***** Dataset rows *****
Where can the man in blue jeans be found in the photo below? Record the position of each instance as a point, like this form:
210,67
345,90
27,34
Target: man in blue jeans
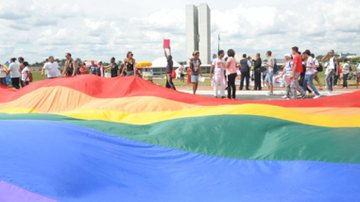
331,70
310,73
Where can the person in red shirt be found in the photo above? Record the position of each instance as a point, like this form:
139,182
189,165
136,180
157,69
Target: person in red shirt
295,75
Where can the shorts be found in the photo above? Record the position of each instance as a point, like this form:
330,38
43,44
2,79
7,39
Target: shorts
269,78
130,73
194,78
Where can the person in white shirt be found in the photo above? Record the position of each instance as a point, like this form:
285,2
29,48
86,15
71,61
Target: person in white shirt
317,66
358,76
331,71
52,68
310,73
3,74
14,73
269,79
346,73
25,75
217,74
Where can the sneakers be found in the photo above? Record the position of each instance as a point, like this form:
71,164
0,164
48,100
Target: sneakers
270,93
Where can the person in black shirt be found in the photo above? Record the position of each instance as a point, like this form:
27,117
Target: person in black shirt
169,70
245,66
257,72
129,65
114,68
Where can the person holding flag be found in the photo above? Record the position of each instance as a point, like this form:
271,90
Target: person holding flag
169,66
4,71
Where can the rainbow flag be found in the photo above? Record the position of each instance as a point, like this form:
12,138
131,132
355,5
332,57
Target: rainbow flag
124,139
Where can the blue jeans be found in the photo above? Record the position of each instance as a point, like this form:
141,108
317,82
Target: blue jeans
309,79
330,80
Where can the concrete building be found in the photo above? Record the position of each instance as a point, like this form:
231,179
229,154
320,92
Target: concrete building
*****
***** Dataset rows *****
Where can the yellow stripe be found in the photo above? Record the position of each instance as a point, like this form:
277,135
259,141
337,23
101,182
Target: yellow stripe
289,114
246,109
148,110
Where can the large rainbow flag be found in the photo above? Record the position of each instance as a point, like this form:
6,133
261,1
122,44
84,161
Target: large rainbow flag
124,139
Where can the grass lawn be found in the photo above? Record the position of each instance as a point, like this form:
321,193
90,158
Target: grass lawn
*****
Work to do – Rewrite the stretch from the line containing "Where can the person holding" through the line containing "Target: concrete building", switching "Target" to "Object" and leaving everything else unchanged.

Task response –
Where can the person holding flag be found in the photo above? Record the position of each instance as a point, like this form:
271,90
Object: person holding flag
169,66
4,71
Where can the rainbow flag be found in the photo above? Record the position of each instance as a point, like this form:
12,138
131,132
355,5
332,57
Object: rainbow flag
124,139
Where can the blue jeans be found in the photo above? Record the position of each instance as a point, like this form:
141,108
317,82
Object: blue jeans
309,79
330,80
Where can the concrete building be found in the photo above? Record the position of each instance as a point, like this form:
231,179
229,154
320,92
Object: concrete building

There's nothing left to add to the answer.